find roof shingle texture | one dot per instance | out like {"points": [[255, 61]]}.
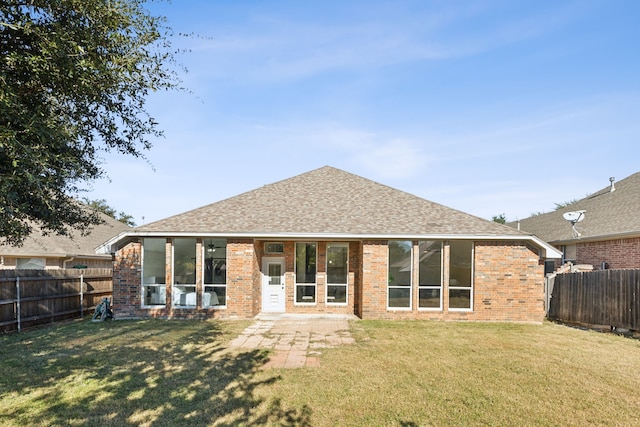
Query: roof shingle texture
{"points": [[328, 201], [608, 213]]}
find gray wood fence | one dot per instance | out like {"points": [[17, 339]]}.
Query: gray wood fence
{"points": [[33, 297], [603, 297]]}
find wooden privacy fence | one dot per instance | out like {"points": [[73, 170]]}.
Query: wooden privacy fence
{"points": [[33, 297], [603, 297]]}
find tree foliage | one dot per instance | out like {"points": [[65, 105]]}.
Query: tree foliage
{"points": [[101, 205], [74, 78]]}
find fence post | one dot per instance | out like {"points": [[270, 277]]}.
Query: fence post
{"points": [[81, 295], [18, 301]]}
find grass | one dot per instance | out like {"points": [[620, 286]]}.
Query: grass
{"points": [[413, 373]]}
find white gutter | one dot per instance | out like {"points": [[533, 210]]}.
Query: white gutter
{"points": [[550, 251]]}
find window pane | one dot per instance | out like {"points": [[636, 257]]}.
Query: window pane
{"points": [[337, 268], [400, 297], [305, 263], [429, 298], [184, 261], [460, 266], [336, 294], [215, 261], [153, 271], [275, 273], [400, 263], [31, 263], [305, 293], [460, 298], [430, 273]]}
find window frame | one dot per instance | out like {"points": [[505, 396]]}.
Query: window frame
{"points": [[152, 283], [39, 263], [267, 250], [410, 287], [305, 284], [469, 288], [336, 285], [187, 288], [431, 287], [211, 287]]}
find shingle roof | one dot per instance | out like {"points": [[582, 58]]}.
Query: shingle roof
{"points": [[608, 214], [54, 245], [330, 201]]}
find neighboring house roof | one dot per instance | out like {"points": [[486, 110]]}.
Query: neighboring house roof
{"points": [[609, 214], [54, 245], [330, 203]]}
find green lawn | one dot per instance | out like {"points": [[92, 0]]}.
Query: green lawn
{"points": [[414, 373]]}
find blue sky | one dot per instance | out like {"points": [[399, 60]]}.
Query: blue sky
{"points": [[487, 107]]}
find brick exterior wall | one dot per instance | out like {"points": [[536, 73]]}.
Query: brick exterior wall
{"points": [[508, 283], [618, 253]]}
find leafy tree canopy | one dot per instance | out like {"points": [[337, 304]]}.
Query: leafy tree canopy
{"points": [[74, 77]]}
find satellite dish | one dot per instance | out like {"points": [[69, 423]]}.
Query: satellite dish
{"points": [[574, 217]]}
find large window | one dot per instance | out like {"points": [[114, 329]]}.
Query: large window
{"points": [[153, 272], [215, 273], [337, 272], [461, 275], [31, 263], [305, 273], [430, 275], [184, 272], [400, 262]]}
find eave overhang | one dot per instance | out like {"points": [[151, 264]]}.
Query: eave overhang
{"points": [[548, 251]]}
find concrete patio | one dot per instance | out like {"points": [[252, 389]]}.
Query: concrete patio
{"points": [[297, 340]]}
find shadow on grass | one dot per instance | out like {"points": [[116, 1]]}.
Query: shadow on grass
{"points": [[151, 373]]}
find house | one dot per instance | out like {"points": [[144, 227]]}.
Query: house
{"points": [[53, 251], [328, 241], [605, 232]]}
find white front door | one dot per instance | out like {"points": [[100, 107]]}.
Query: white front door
{"points": [[273, 295]]}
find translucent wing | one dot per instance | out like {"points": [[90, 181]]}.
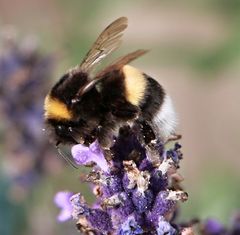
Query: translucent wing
{"points": [[120, 62], [107, 41]]}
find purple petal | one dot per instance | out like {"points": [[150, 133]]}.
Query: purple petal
{"points": [[62, 200], [84, 155], [64, 215]]}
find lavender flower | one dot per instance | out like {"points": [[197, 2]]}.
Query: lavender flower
{"points": [[24, 78], [135, 191], [62, 200]]}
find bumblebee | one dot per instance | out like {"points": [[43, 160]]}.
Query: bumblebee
{"points": [[81, 108]]}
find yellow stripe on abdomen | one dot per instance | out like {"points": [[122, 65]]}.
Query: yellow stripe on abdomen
{"points": [[135, 84]]}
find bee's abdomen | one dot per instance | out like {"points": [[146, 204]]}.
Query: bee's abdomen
{"points": [[153, 98]]}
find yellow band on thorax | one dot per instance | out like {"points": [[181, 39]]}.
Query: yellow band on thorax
{"points": [[135, 84], [56, 109]]}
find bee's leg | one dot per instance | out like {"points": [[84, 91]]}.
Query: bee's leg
{"points": [[173, 137]]}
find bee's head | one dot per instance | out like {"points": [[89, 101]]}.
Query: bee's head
{"points": [[71, 125]]}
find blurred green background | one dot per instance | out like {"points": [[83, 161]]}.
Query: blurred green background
{"points": [[195, 55]]}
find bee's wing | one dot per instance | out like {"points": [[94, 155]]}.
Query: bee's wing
{"points": [[120, 62], [117, 65], [107, 41]]}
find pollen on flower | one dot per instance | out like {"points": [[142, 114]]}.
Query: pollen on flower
{"points": [[134, 189]]}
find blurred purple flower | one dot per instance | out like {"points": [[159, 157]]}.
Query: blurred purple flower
{"points": [[62, 200]]}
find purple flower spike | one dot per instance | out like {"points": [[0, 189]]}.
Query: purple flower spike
{"points": [[99, 220], [62, 200], [84, 155], [130, 227], [165, 227]]}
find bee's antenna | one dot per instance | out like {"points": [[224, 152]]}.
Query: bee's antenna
{"points": [[65, 156]]}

* _About this task_
Write out the whole of the data exactly; the pictures stay out.

* _Task solution_
find roof shingle texture | one dot per instance | out like {"points": [[255, 61]]}.
Query: roof shingle texture
{"points": [[328, 201], [608, 213]]}
find gray wood fence | one dot per instance | out like {"points": [[17, 339]]}.
Query: gray wood fence
{"points": [[33, 297], [603, 297]]}
find wooden privacy fence | one dot per instance | out like {"points": [[73, 170]]}.
Query: wooden privacy fence
{"points": [[33, 297], [603, 297]]}
find tree foliage | one dot per instance | out like {"points": [[65, 105]]}.
Query: tree foliage
{"points": [[101, 205], [74, 78]]}
find fence post | one dot per instance | out like {"points": [[270, 277]]}.
Query: fence post
{"points": [[81, 295], [18, 301]]}
find grass | one dot per instance | out like {"points": [[620, 286]]}.
Query: grass
{"points": [[413, 373]]}
find white gutter | one dot per instance | out like {"points": [[533, 210]]}.
Query: white gutter
{"points": [[550, 251]]}
find window pane | one dot per instance | out like {"points": [[636, 257]]}.
Query: window pane
{"points": [[337, 268], [400, 297], [305, 263], [429, 298], [184, 261], [460, 266], [336, 294], [215, 261], [153, 271], [275, 273], [400, 263], [31, 263], [305, 293], [460, 298], [430, 273]]}
find window frame | one dot per instance | out like {"points": [[505, 396]]}.
Query: window frame
{"points": [[152, 283], [39, 263], [267, 250], [410, 287], [305, 284], [469, 288], [336, 285], [187, 288], [431, 287], [211, 287]]}
find shingle roof | one dot per instance | out like {"points": [[582, 58]]}.
Query: shingle roof
{"points": [[608, 214], [54, 245], [330, 201]]}
find neighboring house roof | one dot per instance | out like {"points": [[486, 110]]}.
Query: neighboring house roof
{"points": [[609, 214], [54, 245], [330, 203]]}
find green lawn | one dot per instance | out like {"points": [[92, 0]]}.
Query: green lawn
{"points": [[414, 373]]}
find blue sky | one dot per instance | out like {"points": [[399, 60]]}.
Query: blue sky
{"points": [[487, 107]]}
find brick exterior wall | one dot per instance | out like {"points": [[536, 73]]}.
Query: brick exterior wall
{"points": [[508, 283], [618, 253]]}
find leafy tree canopy | one dot per instance | out like {"points": [[337, 304]]}.
Query: leafy tree canopy
{"points": [[74, 77]]}
find satellite dish | one dot per instance | out like {"points": [[69, 423]]}.
Query: satellite dish
{"points": [[574, 217]]}
find large window | one dot per instance | out like {"points": [[114, 329]]}.
Query: large window
{"points": [[153, 272], [215, 273], [337, 272], [461, 275], [31, 263], [305, 273], [430, 275], [184, 272], [400, 262]]}
find eave overhang | one dot per instance | out like {"points": [[151, 264]]}.
Query: eave overhang
{"points": [[548, 251]]}
find concrete patio | one dot per instance | out like {"points": [[252, 389]]}.
Query: concrete patio
{"points": [[297, 340]]}
find shadow on grass | one dot per instance | out like {"points": [[116, 1]]}.
Query: shadow on grass
{"points": [[151, 373]]}
find house | one dot per instance | out like {"points": [[144, 227]]}.
Query: house
{"points": [[53, 251], [328, 241], [605, 232]]}
find white front door | one dot per instance | out like {"points": [[100, 107]]}.
Query: white front door
{"points": [[273, 295]]}
find translucent wing | one dot per instance | out like {"points": [[90, 181]]}.
Query: translucent wing
{"points": [[120, 62], [107, 41]]}
find purple petal | one dot per instance | out like {"points": [[150, 133]]}.
Query: purple petal
{"points": [[62, 200], [84, 155], [64, 215]]}
find lavender flower | one dot per instance | out like {"points": [[197, 2]]}.
Query: lavender flower
{"points": [[24, 78], [135, 191], [62, 200]]}
find bumblebee | one dot per instance | out like {"points": [[43, 160]]}.
Query: bumblebee
{"points": [[81, 108]]}
find yellow stripe on abdomen | one dot per instance | out like {"points": [[122, 65]]}.
Query: yellow stripe on abdomen
{"points": [[135, 84]]}
find bee's abdomen | one dot per instance | out like {"points": [[146, 204]]}.
Query: bee's abdomen
{"points": [[153, 98]]}
find yellow band on thorax | one dot per instance | out like {"points": [[181, 39]]}.
Query: yellow band on thorax
{"points": [[135, 84], [56, 109]]}
find bee's leg | one dot per instance | out like {"points": [[84, 91]]}.
Query: bee's leg
{"points": [[173, 137]]}
find bee's head | one dot per instance | out like {"points": [[89, 101]]}.
Query: bee's head
{"points": [[71, 125]]}
find blurred green background | one dot per instance | out like {"points": [[83, 161]]}.
Query: blurred green background
{"points": [[195, 55]]}
find bee's wing | one dot per instance | out like {"points": [[94, 155]]}.
Query: bee's wing
{"points": [[120, 62], [117, 65], [107, 41]]}
find pollen on flower | one dot per instance | out like {"points": [[142, 114]]}.
Query: pollen on flower
{"points": [[134, 189]]}
find blurred purple flower | one dot per instance | out like {"points": [[159, 157]]}.
Query: blurred purple flower
{"points": [[62, 200]]}
find purple flower spike | one dot per instance | out like {"points": [[0, 189]]}.
Query: purple flower spike
{"points": [[99, 220], [62, 200], [84, 155], [130, 227], [165, 227]]}
find bee's antenna | one dot per instance | out like {"points": [[224, 152]]}.
Query: bee's antenna
{"points": [[65, 156]]}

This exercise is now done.